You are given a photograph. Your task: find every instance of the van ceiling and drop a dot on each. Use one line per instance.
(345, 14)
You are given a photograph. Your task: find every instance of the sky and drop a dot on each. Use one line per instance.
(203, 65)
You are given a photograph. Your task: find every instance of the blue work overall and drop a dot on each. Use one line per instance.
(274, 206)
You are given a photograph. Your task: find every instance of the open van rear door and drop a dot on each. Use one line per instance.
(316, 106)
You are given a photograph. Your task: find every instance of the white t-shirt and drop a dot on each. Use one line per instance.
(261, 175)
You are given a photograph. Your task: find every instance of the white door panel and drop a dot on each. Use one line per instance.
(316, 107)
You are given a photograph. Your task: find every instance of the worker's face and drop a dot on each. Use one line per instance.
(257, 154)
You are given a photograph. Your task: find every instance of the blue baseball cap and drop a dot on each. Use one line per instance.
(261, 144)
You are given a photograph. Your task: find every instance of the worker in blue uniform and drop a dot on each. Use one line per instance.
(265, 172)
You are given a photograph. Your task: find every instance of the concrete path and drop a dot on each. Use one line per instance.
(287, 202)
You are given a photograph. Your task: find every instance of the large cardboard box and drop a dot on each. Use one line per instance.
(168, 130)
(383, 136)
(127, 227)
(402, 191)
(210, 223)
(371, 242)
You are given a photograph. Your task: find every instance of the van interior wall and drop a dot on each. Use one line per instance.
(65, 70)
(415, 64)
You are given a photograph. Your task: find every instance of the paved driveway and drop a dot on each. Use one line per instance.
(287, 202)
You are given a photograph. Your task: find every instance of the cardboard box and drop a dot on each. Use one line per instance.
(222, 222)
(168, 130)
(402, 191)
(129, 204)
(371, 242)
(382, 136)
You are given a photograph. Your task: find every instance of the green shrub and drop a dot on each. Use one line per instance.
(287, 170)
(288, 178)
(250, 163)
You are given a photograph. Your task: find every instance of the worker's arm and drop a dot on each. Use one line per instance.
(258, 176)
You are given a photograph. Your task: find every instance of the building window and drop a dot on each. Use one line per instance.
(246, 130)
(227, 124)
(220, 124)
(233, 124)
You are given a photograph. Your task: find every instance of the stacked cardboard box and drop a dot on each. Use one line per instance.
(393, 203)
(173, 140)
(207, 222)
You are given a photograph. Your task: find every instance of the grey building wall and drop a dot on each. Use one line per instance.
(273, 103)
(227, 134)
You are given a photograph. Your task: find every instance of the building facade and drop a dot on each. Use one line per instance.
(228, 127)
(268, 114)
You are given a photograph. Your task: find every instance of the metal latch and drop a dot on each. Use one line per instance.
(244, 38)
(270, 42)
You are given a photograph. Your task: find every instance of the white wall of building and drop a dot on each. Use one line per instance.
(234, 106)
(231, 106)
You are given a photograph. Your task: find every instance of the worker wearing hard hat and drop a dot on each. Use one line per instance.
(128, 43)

GOAL ▸
Arrange every line of the items above as a Markdown table with two columns, Row and Line, numbering the rows in order and skipping blank lines.

OUTPUT FOR THIS EXERCISE ▸
| Row | Line |
|---|---|
| 1 | You are given a photograph. Your task: find every instance of the van ceiling and drop a dot on each. Use one line per instance. |
| 2 | (345, 14) |
| 3 | You are given a photograph. Your task: find every instance of the sky and drop a dot on each. Use one line per instance. |
| 4 | (203, 65) |
| 5 | You are given a photograph. Your task: find every instance of the blue work overall and drop a dot on each. Use one line per instance. |
| 6 | (274, 206) |
| 7 | You are given a photograph. Your task: find every instance of the open van rear door and drop a dot on each. Use one line per instance. |
| 8 | (316, 106) |
| 9 | You are given a photograph. Your task: find every instance of the white t-shirt and drop a dot on each. Use one line per instance. |
| 10 | (261, 175) |
| 11 | You are given a photograph. Your task: find every instance of the white door panel and drop a dot on each. Use one line per instance. |
| 12 | (316, 107) |
| 13 | You are given a photograph. Your task: find every instance of the worker's face and drop a dot on each. Use one line per instance. |
| 14 | (257, 154) |
| 15 | You are given a photograph. Your task: find every instance of the blue baseball cap and drop a dot on each. Use one line per instance. |
| 16 | (261, 144) |
| 17 | You are given a photograph. Your task: find every instance of the worker in blue uniform and drop a dot on each. Use one line per instance. |
| 18 | (265, 172) |
| 19 | You are given a photograph. Your task: find every instance of the concrete path and drop a dot on each. Use one line per instance. |
| 20 | (287, 202) |
| 21 | You are given a photograph. Your task: find every instance of the large cardboard box and drop a dot on each. Use one line per instance. |
| 22 | (168, 130) |
| 23 | (383, 136) |
| 24 | (127, 227) |
| 25 | (402, 191) |
| 26 | (210, 223) |
| 27 | (371, 242) |
| 28 | You are given a photograph. Your task: find every instance of the van interior wall and drop a dot on each. Use one line per instance. |
| 29 | (65, 70) |
| 30 | (415, 64) |
| 31 | You are given a photograph. Your task: find every instance of the paved driveway and drop a dot on each. Use one line per instance. |
| 32 | (287, 202) |
| 33 | You are given a photograph. Your task: find every instance of the cardboard box and drop a dot on each. Use one line per instance. |
| 34 | (222, 222) |
| 35 | (168, 130) |
| 36 | (402, 191) |
| 37 | (129, 204) |
| 38 | (371, 242) |
| 39 | (382, 136) |
| 40 | You are given a photograph. Your task: find every instance of the green shrub and drop a dot on each. Use one line per instance. |
| 41 | (287, 170) |
| 42 | (288, 178) |
| 43 | (250, 163) |
| 44 | You are given a photograph. Your task: find every instance of the worker's arm and drop a dot on each. Use one line per instance. |
| 45 | (258, 176) |
| 46 | You are given a photograph. Your task: find every instance of the building window and drop a dot on each. Use one line per instance. |
| 47 | (246, 130) |
| 48 | (227, 124) |
| 49 | (220, 124) |
| 50 | (233, 124) |
| 51 | You are given a photograph. Your task: find every instance of the stacked cardboard box and drop a dot on each. Use one line per instance. |
| 52 | (393, 203) |
| 53 | (173, 140) |
| 54 | (207, 222) |
| 55 | You are given a photograph. Your task: find every instance of the grey building wall and drop a dot on each. Use one line per instance. |
| 56 | (273, 103) |
| 57 | (227, 134) |
| 58 | You are given a photograph. Your task: find every instance of the building facade and drop a dot on each. Use one line per instance. |
| 59 | (228, 127) |
| 60 | (268, 114) |
| 61 | You are given a photograph. Your task: find every instance of the metal latch and drop a dot on each. Use one line per instance. |
| 62 | (244, 38) |
| 63 | (270, 42) |
| 64 | You are given a photograph. Your task: find every instance of the white wall of building and drop a dot on each. Use one line per instance. |
| 65 | (234, 106) |
| 66 | (231, 106) |
| 67 | You are given a photograph. Your task: find every instance of the worker wearing hard hat and drop a dot on each. Use one line per instance. |
| 68 | (128, 43) |